Records of labeled points

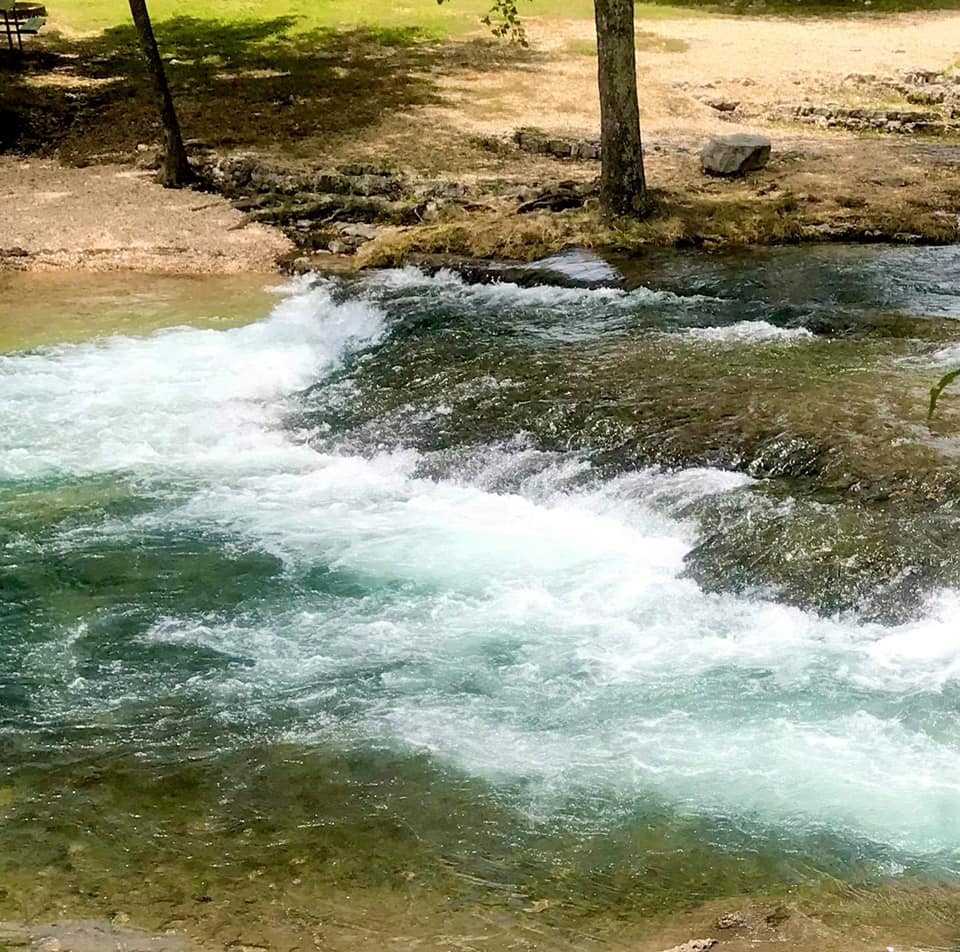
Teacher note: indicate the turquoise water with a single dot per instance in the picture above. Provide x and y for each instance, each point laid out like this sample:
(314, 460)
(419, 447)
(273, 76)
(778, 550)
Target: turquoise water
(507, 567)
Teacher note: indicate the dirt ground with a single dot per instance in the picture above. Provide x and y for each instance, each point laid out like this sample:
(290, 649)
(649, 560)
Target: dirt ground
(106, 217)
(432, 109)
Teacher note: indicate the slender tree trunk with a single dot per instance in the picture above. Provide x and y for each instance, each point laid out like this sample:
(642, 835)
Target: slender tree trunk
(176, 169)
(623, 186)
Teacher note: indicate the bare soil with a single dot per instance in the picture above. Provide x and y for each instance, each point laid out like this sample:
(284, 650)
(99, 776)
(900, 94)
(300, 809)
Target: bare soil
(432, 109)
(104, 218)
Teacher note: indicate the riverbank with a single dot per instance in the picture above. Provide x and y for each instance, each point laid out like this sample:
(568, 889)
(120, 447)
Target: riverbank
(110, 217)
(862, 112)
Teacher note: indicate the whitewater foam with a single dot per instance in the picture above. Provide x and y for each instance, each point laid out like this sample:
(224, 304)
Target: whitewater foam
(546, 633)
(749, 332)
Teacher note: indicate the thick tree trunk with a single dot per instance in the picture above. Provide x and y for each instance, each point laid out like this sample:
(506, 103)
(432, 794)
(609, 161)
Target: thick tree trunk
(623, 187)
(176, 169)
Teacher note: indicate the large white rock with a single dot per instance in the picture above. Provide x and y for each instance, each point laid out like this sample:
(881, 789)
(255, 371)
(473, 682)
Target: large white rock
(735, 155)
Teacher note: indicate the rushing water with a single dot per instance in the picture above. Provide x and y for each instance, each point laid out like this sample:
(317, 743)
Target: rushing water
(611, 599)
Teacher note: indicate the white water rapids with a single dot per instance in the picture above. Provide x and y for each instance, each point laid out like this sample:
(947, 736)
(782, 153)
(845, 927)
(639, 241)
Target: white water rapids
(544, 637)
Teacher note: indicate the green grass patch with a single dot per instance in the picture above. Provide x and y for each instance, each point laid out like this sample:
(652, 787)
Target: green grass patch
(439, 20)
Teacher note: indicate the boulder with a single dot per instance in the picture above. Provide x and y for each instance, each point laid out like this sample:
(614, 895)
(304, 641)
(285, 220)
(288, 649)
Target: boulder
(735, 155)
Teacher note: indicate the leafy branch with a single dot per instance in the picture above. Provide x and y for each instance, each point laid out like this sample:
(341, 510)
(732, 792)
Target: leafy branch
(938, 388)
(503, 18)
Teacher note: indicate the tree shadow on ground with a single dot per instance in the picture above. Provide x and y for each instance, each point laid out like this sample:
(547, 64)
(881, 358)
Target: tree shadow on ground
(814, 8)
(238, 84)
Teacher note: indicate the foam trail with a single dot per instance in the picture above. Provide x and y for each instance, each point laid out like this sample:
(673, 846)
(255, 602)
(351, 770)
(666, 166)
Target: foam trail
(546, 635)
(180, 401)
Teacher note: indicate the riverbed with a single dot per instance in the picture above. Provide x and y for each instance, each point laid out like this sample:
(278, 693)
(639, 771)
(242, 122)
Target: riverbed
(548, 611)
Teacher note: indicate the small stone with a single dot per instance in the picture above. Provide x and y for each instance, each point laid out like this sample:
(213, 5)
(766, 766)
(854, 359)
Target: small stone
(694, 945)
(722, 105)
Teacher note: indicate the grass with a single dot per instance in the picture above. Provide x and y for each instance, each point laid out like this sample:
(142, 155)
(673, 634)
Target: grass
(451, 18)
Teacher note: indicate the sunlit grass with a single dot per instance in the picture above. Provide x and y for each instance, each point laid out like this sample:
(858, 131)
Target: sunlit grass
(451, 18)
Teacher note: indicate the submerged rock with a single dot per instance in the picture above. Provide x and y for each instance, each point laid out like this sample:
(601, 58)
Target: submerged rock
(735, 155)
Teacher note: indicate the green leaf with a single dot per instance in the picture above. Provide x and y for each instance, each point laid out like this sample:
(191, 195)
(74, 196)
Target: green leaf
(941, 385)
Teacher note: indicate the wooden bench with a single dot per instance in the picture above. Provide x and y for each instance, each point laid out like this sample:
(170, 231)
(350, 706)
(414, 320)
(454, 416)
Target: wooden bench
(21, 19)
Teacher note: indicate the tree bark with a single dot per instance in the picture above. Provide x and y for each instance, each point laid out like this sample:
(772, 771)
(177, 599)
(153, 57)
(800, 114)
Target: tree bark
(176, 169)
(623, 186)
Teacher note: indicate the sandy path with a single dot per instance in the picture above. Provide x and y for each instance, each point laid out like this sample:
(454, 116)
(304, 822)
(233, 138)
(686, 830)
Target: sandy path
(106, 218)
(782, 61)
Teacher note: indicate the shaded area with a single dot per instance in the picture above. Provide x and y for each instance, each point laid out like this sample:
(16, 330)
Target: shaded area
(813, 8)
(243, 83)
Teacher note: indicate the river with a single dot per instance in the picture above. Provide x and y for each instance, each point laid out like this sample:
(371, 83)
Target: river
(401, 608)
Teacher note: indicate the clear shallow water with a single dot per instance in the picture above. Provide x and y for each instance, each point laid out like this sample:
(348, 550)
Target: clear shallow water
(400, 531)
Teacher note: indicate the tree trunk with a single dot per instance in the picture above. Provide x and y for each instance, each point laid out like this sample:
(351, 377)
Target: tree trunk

Written exercise
Copy every one of the entries above line for line, with no changes, and leave out the pictures.

Result of this task
Teacher note: indicate the turquoise water with a single dot per instance in the picture above. Provide x and y for each instance, each point laid out like this sample:
(314, 460)
(419, 447)
(273, 76)
(778, 550)
Target: turquoise water
(507, 567)
Teacher note: indicate the dirt ground with a single dot per instance in the picture above. Provide x and y for each instance, each point laid out like this sample:
(290, 649)
(649, 560)
Target: dirt ground
(106, 217)
(432, 109)
Teacher note: indicate the slender tree trunk with a single dot per instance in the picture above. Provide x and y for each instance, each point laid out like this sample:
(642, 835)
Target: slender tree trunk
(176, 169)
(623, 186)
Teacher note: indicate the bare soil with a single dot per instance in the picture above. Provide x and y for each instance, each point laid out like this sample:
(284, 650)
(99, 776)
(900, 94)
(300, 809)
Target: bare soil
(432, 109)
(104, 218)
Teacher note: indicate the riverbank with a single dot per instance in the picture above. Provide x and y for each instance, each point laid out like this sample:
(568, 889)
(120, 447)
Target: riverbank
(110, 217)
(862, 112)
Teacher note: indicate the whitewater foam with a single dot per instance in the picture above. Provide x and y for each instance, each point laid out like this sample:
(224, 304)
Target: whitewater foam
(546, 633)
(749, 332)
Teacher note: indicate the thick tree trunk with a single dot per instance in the picture above. Provide x and y for each instance, each point laid out like this sample:
(506, 103)
(432, 794)
(609, 161)
Target: thick tree trunk
(623, 187)
(176, 169)
Teacher note: indicate the large white rock with a single dot per instance in the picture above. Provide x and y for each instance, each point laid out like this sample:
(881, 789)
(255, 371)
(473, 682)
Target: large white rock
(735, 155)
Teacher note: indicate the rushing water with a single dot per instance in the picture above. Provide x and y for each instance, each point laid out like this sample:
(317, 743)
Target: rushing water
(611, 599)
Teacher note: indicate the white water rapids with a single dot per instance in the picture above. Provide x and y for each instance, each point laid out like this sample:
(947, 736)
(782, 153)
(845, 927)
(639, 241)
Target: white water rapids
(544, 637)
Teacher note: indicate the green grass patch with a single dot per instance in the picture above. Provide x and y for each instance, each point laid out like this sample:
(652, 787)
Target: green grass patch
(439, 20)
Teacher note: indicate the boulder with a single dot per instance in the picture above. Provide x and y for each instance, each point laid out like this sample:
(614, 895)
(304, 641)
(285, 220)
(288, 649)
Target: boulder
(735, 155)
Teacher note: indicate the leafy branch with a single dot per instance in the picture above. Provide x and y for each instance, each point laid out like this sample:
(341, 510)
(732, 792)
Target: leafy branch
(938, 388)
(503, 18)
Teacher note: indicate the tree shadow on ground with a single dot per instance in the picture above. Provide x and y for each instance, each point laid out like this sample:
(547, 64)
(881, 358)
Target: tree shadow on ground
(814, 8)
(238, 84)
Teacher note: indicate the foam trail with a single dot per instance in the picture above. Provide x and y for each instance, each point laid out like this sample:
(673, 846)
(255, 602)
(351, 770)
(666, 166)
Target: foam trail
(546, 635)
(180, 401)
Teacher note: indicate the riverbed with a single dot per instance in the picture above. Provide x and y for each instance, each point laid out like this sample:
(278, 693)
(639, 771)
(242, 122)
Target: riverbed
(548, 611)
Teacher note: indicate the small stone with a single dot per instance in the picture above. Provide x and y for each instance, each point laid out like this sample:
(213, 5)
(766, 766)
(854, 359)
Target: small stone
(694, 945)
(722, 105)
Teacher note: indicate the grass with a single dot per instance in the picture above. Provide x and y for each instance, each point laid out like this sample:
(142, 155)
(673, 634)
Target: grass
(451, 18)
Teacher note: indicate the sunlit grass with a single dot per instance in the picture above. Provide x and y for each instance, each point laid out like this sample:
(858, 131)
Target: sunlit grass
(451, 18)
Teacher note: indicate the submerged rock with a single dot per instance in the picture above. Provide x and y for each instance, each point laid out like this sample:
(601, 58)
Target: submerged rock
(735, 155)
Teacher note: indicate the green leaf with a single dot per instance in the picture above. Provide x and y for each instance, each point laid out like this sample:
(191, 195)
(74, 196)
Target: green leaf
(941, 385)
Teacher note: indicate the wooden bench with a single dot per instance in the picture above. Provide x and y for each instance, each point laid out like this sample:
(170, 231)
(350, 706)
(414, 320)
(454, 416)
Target: wooden bench
(21, 19)
Teacher note: indicate the tree bark with a single dot per instance in the picture above. Provide x and y for each instance, each point laid out like this sample:
(772, 771)
(177, 599)
(153, 57)
(800, 114)
Target: tree bark
(176, 169)
(623, 186)
Teacher note: indicate the sandy path with a single dot per instance in the picture above. Provide x and y for each instance, each point laid out like this sample:
(454, 116)
(304, 822)
(233, 138)
(686, 830)
Target: sandy path
(106, 218)
(782, 61)
Teacher note: indicate the shaded area with a single dot per instance in the picture above. Provide x and y for each instance, each point laid out like this sample:
(16, 330)
Target: shaded area
(813, 8)
(243, 83)
Teacher note: indicate the river with a single dot per instance in the picture above. Provide x and y for each instance, each point laid out like this sample:
(371, 83)
Target: river
(401, 608)
Teacher note: indicate the clear shallow water with a single dot per instance in the picture above. Provide x and y for each instance, each point laid out like this sample:
(348, 550)
Target: clear shallow water
(400, 531)
Teacher note: indicate the tree trunk with a single dot per instance in the picture above. Provide x and y for each instance, each point laid out like this sample:
(351, 377)
Target: tree trunk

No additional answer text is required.